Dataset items
※
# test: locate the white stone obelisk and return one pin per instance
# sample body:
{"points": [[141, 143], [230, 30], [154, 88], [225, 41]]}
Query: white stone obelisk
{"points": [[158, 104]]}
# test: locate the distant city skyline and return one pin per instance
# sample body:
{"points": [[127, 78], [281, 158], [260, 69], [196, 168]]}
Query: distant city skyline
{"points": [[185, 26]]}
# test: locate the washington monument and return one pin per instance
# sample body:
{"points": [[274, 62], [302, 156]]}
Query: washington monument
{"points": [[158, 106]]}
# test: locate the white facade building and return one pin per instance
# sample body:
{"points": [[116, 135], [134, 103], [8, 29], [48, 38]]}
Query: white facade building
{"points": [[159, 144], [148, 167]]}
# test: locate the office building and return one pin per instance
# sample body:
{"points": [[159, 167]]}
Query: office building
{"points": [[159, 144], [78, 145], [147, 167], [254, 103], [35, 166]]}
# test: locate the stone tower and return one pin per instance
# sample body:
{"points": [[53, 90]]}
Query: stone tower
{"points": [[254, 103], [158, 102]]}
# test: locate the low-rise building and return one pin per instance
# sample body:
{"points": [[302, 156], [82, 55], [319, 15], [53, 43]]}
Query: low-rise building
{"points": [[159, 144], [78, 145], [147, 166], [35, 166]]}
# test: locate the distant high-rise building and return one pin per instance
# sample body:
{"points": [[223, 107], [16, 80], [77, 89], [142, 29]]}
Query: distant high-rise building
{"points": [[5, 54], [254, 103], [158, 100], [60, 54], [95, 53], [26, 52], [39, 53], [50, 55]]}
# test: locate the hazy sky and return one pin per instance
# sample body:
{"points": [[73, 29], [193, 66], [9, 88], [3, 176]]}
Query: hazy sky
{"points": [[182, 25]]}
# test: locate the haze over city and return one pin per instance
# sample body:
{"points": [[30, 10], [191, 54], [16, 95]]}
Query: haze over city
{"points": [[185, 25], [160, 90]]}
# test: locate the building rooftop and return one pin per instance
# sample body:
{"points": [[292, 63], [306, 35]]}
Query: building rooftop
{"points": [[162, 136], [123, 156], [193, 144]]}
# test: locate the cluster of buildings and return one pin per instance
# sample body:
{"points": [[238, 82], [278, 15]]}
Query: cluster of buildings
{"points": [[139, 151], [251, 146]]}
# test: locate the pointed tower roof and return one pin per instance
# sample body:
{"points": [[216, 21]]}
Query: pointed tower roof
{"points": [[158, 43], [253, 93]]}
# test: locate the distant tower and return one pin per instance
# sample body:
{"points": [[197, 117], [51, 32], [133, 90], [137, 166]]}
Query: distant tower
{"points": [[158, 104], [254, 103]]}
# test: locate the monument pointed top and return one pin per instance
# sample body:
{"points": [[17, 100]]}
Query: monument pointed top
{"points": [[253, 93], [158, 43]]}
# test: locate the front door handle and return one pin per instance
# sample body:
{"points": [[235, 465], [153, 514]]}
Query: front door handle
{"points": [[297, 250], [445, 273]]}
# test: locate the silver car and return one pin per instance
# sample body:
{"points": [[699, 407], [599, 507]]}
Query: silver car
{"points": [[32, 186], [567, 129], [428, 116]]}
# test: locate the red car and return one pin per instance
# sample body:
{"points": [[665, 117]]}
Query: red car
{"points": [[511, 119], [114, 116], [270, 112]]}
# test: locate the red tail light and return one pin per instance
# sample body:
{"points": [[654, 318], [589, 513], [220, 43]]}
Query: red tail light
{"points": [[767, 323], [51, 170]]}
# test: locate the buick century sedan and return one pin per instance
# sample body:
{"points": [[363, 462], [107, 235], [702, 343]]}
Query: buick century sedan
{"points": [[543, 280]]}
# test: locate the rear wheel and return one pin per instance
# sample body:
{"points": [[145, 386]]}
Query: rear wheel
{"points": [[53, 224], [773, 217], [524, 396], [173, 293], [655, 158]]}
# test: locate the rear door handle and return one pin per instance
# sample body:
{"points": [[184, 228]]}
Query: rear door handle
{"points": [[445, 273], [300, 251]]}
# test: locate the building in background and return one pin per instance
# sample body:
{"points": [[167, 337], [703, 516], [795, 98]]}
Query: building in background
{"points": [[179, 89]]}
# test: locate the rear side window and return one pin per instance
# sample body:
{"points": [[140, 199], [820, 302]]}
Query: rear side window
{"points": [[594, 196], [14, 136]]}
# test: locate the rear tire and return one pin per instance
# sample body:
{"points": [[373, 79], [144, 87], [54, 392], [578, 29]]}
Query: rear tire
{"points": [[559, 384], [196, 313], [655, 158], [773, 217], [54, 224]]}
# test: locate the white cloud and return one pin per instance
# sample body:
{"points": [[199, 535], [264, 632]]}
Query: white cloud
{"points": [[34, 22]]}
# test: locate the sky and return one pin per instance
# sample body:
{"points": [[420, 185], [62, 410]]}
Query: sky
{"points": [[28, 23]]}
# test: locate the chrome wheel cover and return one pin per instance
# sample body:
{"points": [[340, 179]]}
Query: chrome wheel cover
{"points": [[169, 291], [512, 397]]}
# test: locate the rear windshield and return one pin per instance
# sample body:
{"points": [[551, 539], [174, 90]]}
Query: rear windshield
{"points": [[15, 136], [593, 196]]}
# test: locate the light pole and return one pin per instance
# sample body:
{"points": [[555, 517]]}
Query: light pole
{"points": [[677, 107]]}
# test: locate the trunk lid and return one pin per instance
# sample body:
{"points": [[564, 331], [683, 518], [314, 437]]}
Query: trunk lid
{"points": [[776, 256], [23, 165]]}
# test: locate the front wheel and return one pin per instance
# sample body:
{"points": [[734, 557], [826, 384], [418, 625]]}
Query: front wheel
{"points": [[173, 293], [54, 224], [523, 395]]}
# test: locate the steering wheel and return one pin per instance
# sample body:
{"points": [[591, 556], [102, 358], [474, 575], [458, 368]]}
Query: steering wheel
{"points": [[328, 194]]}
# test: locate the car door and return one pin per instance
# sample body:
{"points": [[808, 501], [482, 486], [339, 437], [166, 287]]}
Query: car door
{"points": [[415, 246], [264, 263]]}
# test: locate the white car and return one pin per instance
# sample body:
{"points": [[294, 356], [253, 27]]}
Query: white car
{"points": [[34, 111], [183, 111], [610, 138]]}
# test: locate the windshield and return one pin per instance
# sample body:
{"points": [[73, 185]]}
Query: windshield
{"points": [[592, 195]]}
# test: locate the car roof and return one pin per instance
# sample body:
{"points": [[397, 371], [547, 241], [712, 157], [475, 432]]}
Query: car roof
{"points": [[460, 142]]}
※
• **Try it**:
In this exercise, the data above is to be printed exactly.

• **Answer to this task**:
# test: locate the white stone obelisk and return one pin per instance
# sample body:
{"points": [[141, 143], [230, 30], [154, 88], [225, 41]]}
Query: white stone obelisk
{"points": [[158, 104]]}
# test: locate the distant city skyline and return one pin per instance
# sample body:
{"points": [[127, 78], [281, 158], [260, 69], [196, 168]]}
Query: distant city skyline
{"points": [[185, 26]]}
# test: locate the washington monument and return one pin per instance
# sample body:
{"points": [[274, 62], [302, 156]]}
Query: washington monument
{"points": [[158, 106]]}
# test: locate the white facade building and return one pin per instance
# sample body:
{"points": [[116, 135], [134, 103], [8, 29], [48, 38]]}
Query: white facade building
{"points": [[159, 144], [148, 167]]}
# test: locate the office building and return one pin per instance
# sample body:
{"points": [[159, 167]]}
Query: office building
{"points": [[159, 144], [78, 145], [147, 167], [254, 103], [35, 166]]}
# test: locate the stone tower and return one pin per instance
# sample body:
{"points": [[53, 90]]}
Query: stone tower
{"points": [[254, 103], [158, 102]]}
# test: locate the low-rise building and return one pin per instance
# sample body:
{"points": [[302, 156], [82, 55], [319, 15], [53, 43]]}
Query: low-rise building
{"points": [[159, 144], [78, 145], [147, 166], [35, 166]]}
# test: locate the distant high-rise building and return one pin per instance
# sample body:
{"points": [[223, 107], [16, 80], [77, 89], [142, 29]]}
Query: distant high-rise building
{"points": [[5, 54], [254, 103], [158, 100], [60, 54], [95, 53], [26, 52], [39, 53], [50, 55]]}
# test: locate the hazy sky and return one pin per instance
# sample body:
{"points": [[73, 29], [193, 66], [9, 88], [3, 176]]}
Query: hazy sky
{"points": [[182, 25]]}
# test: locate the haze over city and return one pin per instance
# sample body:
{"points": [[30, 10], [191, 54], [16, 95]]}
Query: haze over city
{"points": [[185, 25], [160, 90]]}
# test: locate the building rooftop and return one pin per instance
# sample body:
{"points": [[292, 63], [306, 35]]}
Query: building rooftop
{"points": [[162, 136], [123, 156], [193, 144]]}
# test: locate the cluster of buildings and return one pin per instance
# sample body:
{"points": [[238, 82], [278, 15]]}
Query: cluster of buildings
{"points": [[139, 151], [251, 146]]}
# test: locate the pointed tower roof and return one pin per instance
# sample body:
{"points": [[216, 21]]}
Query: pointed tower roof
{"points": [[158, 43], [253, 93]]}
# test: locate the distant tower and return one pin per instance
# sample body:
{"points": [[197, 117], [51, 32], [133, 90], [137, 166]]}
Query: distant tower
{"points": [[158, 104], [254, 103]]}
# test: locate the monument pointed top and return one pin per instance
# sample body:
{"points": [[17, 100]]}
Query: monument pointed top
{"points": [[253, 93], [158, 43]]}
# test: locate the front door handle and return one pin per instance
# sample body:
{"points": [[235, 465], [153, 514]]}
Query: front door handle
{"points": [[297, 250], [445, 273]]}
# test: locate the silver car and return one pin per instance
# sample body:
{"points": [[699, 407], [599, 507]]}
Query: silver car
{"points": [[32, 186], [567, 129], [428, 116]]}
# test: locate the red car and return one pin per instance
# sample body:
{"points": [[665, 117]]}
Query: red car
{"points": [[511, 119], [114, 116], [270, 112]]}
# test: locate the red tail light and return one pin per instance
# sample body:
{"points": [[654, 318], [589, 513], [220, 43]]}
Query: red tail light
{"points": [[767, 323], [51, 170]]}
# test: locate the buick century sedan and return one pin per instance
# sample body:
{"points": [[363, 462], [107, 235], [702, 343]]}
Query: buick century sedan
{"points": [[543, 280]]}
# test: locate the rear wheel and return one pin per instance
# sample body:
{"points": [[145, 386]]}
Query: rear wheel
{"points": [[53, 224], [773, 217], [524, 396], [173, 293], [655, 158]]}
# test: locate the rear door handle and return one pin per instance
# sample body:
{"points": [[184, 228]]}
Query: rear door handle
{"points": [[445, 273], [300, 251]]}
# test: locate the building in background and return one pin per instance
# sample body:
{"points": [[167, 337], [703, 516], [795, 98]]}
Query: building in background
{"points": [[179, 89]]}
# test: locate the rear side window and return one pin per instance
# sample body:
{"points": [[140, 199], [820, 302]]}
Query: rear side window
{"points": [[594, 196], [14, 136]]}
# test: locate the rear tire and return one pin per instance
# sample body:
{"points": [[373, 79], [144, 87], [54, 392], [578, 29]]}
Query: rear tire
{"points": [[559, 384], [196, 313], [655, 158], [773, 217], [54, 224]]}
# test: locate the white cloud and return one pin per instance
# sample body:
{"points": [[199, 535], [264, 632]]}
Query: white cloud
{"points": [[34, 22]]}
# test: locate the sky and return one pin per instance
# sample body:
{"points": [[420, 185], [62, 410]]}
Query: sky
{"points": [[28, 23]]}
# test: locate the chrome wheel cover and return one pin per instance
# sample body:
{"points": [[340, 179]]}
Query: chrome wheel cover
{"points": [[169, 291], [512, 397]]}
# test: locate the rear windshield and return one pin per instance
# sample body:
{"points": [[551, 539], [174, 90]]}
Query: rear windshield
{"points": [[15, 136], [593, 196]]}
# test: locate the light pole and return one pin per instance
# sample body:
{"points": [[555, 517]]}
Query: light pole
{"points": [[677, 107]]}
# test: locate the trunk lid and return one pin per instance
# sample body:
{"points": [[564, 331], [683, 518], [314, 437]]}
Query: trunk lid
{"points": [[776, 256], [23, 165]]}
# test: locate the front wheel and return one pin per instance
# sample body:
{"points": [[734, 557], [826, 384], [418, 625]]}
Query: front wheel
{"points": [[173, 293], [54, 224], [523, 395]]}
# test: locate the steering wheel and return one pin per instance
# sample body:
{"points": [[591, 556], [102, 358], [474, 575], [458, 368]]}
Query: steering wheel
{"points": [[328, 194]]}
# test: locate the car door and return one pin per instance
# sample body:
{"points": [[808, 501], [482, 486], [339, 437], [166, 287]]}
Query: car door
{"points": [[415, 246], [264, 263]]}
# test: locate the white car and return one pin per instance
# sample body:
{"points": [[294, 356], [253, 27]]}
Query: white car
{"points": [[34, 111], [183, 111], [610, 138]]}
# test: locate the windshield and return one pin per instance
# sample body:
{"points": [[73, 185]]}
Query: windshield
{"points": [[592, 195]]}
# test: locate the car roof and return one pin per instance
# sample body:
{"points": [[397, 371], [547, 241], [712, 157], [475, 432]]}
Query: car roof
{"points": [[460, 142]]}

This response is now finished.